■ **Alıntı metin**:
_ _ _ _ _ _ _

Daha kötü örnekler de var. Kayıtdışı ve illegal şekilde aylarca işkenceli sorgudan geçirilen Yasin Ugan ve Özgür Kaya’nın avukatı Neslihan Koçer bunlardan biri. Ailesi ve şahsi avukatıyla görüştürülmeyen kişilerin, ‘adliyede tesadüfen karşılaşıp kendisinden avukatlık yapmasını istediğini’ belirten Koçer’in işkence iddialarını reddettiğini söylemeye gerek yok herhalde.
Avukat kendini kaptırıp gerçekten savunma yapmaya kalkarsa anında terör örgütü üyeliğinden, yapışmazsa ‘mahkemede haklı çıkmaya çalışmaktan’ tutuklanır.
Avukat Ömer Kavili’nin Grup Yorum üyelerinin yargılandığı davada hakimle tartışması sonucu tutuklanıp ertesi gün tahliye edilmesi en çok bilinen örnek. Tutuklama gerekçesi gerçekten evlere şenlik! “Eyleminin amacının kutsal savunma hakkı olmadığı, aksine ters psikoloji ile müvekkilini ve kendisini mağdur göstererek dosyada haklı çıkmaya çalıştığı şüphelinin eylemininin müdafisi olduğu davayı sulandırmaya çalıştığı…”
Ömer Kavili, avukat hakları konusunda kişisel hassasiyetinin ötesinde İstanbul Barosu’nda bunun öncülüğünü yapmış ve kurulan komisyonun başkanlığını üstlenmiş demokrat bir hukukçu. Her türlü desteği fazlasıyla hak ediyor. Tepki seli birkaç saat içinde tahliyeyi sağladı. Bir yandan sevindirici ama bir o kadar da üzüntü verici bir fotoğraf bu.

_ _ _ _ _ _ _

■ **Kutu etiketleme veri kümesinden satırlar**:
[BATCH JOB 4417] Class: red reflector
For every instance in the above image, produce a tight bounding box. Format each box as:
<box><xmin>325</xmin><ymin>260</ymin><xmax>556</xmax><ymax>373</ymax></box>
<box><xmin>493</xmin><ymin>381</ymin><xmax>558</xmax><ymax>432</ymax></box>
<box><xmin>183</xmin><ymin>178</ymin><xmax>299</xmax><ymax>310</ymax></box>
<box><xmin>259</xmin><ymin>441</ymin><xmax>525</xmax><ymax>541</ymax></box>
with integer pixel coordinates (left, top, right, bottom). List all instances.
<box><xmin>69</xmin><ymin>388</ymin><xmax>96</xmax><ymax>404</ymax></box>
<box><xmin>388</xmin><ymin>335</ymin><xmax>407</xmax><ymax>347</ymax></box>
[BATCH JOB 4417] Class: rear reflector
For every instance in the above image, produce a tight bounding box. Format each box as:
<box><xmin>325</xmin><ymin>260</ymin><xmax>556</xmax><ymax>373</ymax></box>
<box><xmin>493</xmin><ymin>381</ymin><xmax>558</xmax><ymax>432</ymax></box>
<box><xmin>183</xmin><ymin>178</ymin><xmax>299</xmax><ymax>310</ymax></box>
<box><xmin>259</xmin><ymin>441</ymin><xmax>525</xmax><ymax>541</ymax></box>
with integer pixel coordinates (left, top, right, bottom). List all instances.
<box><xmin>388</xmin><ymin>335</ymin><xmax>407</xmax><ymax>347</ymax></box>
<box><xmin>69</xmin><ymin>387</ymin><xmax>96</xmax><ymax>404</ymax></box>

_ _ _ _ _ _ _

■ **Görev 1**: Avukat tutuklamalarıyla ilgili metne göre Ömer Kavili hangi davada hakimle tartıştıktan sonra tutuklandı?
■ **Görev 2**: Avukat tutuklamalarıyla ilgili metni kaldığı yerden sürdürün.

■ **Doğru yanıt 1**: Grup Yorum üyelerinin yargılandığı davada.

■ **Doğru yanıt 2**:
Çağdaş Hukukçular Derneği Genel Başkanı Selçuk Kozağaçlı daha ağır bir muameleye tabi tutuldu. 17 Arkadaşıyla birlikte bir yıldır tutuklu yargılanan Kozağaçlı, 3 gün önce kendisini tahliye eden İstanbul 37. Ağır Ceza Mahkemesince yeniden tutuklandı. Orada da avukatlar yaka paça duruşma salonundan çıkarıldı.
Kanun Hükmünde Kararnamelerle işini kaybettiği için oturma ve açlık grevi eylemi yaparken tutuklanan Nuriye Gülmen ve Semih Özakça’nın duruşmasına iki gün kala avukatları gözaltına alındı. Bu avukatlardan 14’ü tutuklandı. Avukatlara ‘Berkin Elvan, Dilek Doğan, Hasan Ferit Gedik, Sabancı suikastı ve iki eğitimcinin davalarını takip etmeleri’ suçlama olarak yöneltildi.
Aynı şekilde HDP Eş Genel Başkanı Selahattin Demirtaş’ın avukatı Levent Pişkin de müvekkiliyle görüşmesi suç haline getirilerek gözaltına alındı. Pişkin hakkında hazırlanan iddianamede, cezaevinde Demirtaş’la görüşmesi ve meslektaşlarıyla kurduğu iletişim suç olarak isnat edildi.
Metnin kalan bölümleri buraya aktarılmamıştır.